● **Document excerpt**:
========

Is your belief that you shouldn't have strong beliefs itself a strong belief?

----------


## Miss Annie

> Let's see what you got.  Do you have a core or do you just lay in ambush to attack someone.  And usually these attacks are without full knowledge of what others believe.  I've seen topics on Mormonism, Judiasm, etc. go like this:  
> 
> 
> 
> 
> There is a sticky about respecting the beliefs of others, but it's hard to do when most do not post their beliefs.   Sometimes it seems we are more anti-other religions and beliefs rather than believers.  So what's the point of posting in these threads unless you are trying to convert or enlighten.  I've yet to see a mass conversion from anything posted on the RPF religion section.  What's the point of these threads other than to get pissed at someone who you probably agree with +90% of the time?
> 
> It takes guts to post a belief.  It can be hard to explain the feeling you have in prayer, when reading scripture, etc.  The thread on posting your testimony is one of the few gems in this section.
> 
> ...


Thank you for posting this.  Sometimes it is "hard to watch" these discussions because of the turn that they take.  I usually don't get involved in them because they disintegrate into such meanness.  I agree that there is nothing wrong with debate, but the bible says "speak the truth in love".  The name calling, snark, and accusations just becomes too harsh at times, in my opinion..... whatever that is worth.

----------


## otherone

...just want to give a shout out to Moostraks....he or she always seems to testify positively (not to take away from other positive folks).

----------


## VIDEODROME

> Is your belief that you shouldn't have strong beliefs itself a strong belief?


 Many threads have gone down this discussion path before and I'm not sure this is relevant to this thread.  Also, the idea of going into this kind of discussion seems really boring and uninteresting.

----------


## heavenlyboy34

WRT the OP question, yes.  I prefer to avoid attacks because they're unproductive.  I generally wind up in the massive "debate" threads being defensive.  To the extent that I've been insulting and otherwise acted badly, those are simply my personal failings and I try to get better every day.

----------


## Sola_Fide

> ...just want to give a shout out to Moostraks....he or she always seems to testify positively (not to take away from other positive folks).

========

● **Raw data**:
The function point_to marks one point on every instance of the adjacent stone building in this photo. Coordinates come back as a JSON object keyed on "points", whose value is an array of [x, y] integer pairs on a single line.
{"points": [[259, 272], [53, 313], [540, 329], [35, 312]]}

========

● **Your goal**:
In the forum thread above, reproduce word for word the passage that opens with the words containing "Thank you for" and closes with "that is worth.".

● **Task solution**:
Thank you for posting this.  Sometimes it is "hard to watch" these discussions because of the turn that they take.  I usually don't get involved in them because they disintegrate into such meanness.  I agree that there is nothing wrong with debate, but the bible says "speak the truth in love".  The name calling, snark, and accusations just becomes too harsh at times, in my opinion..... whatever that is worth.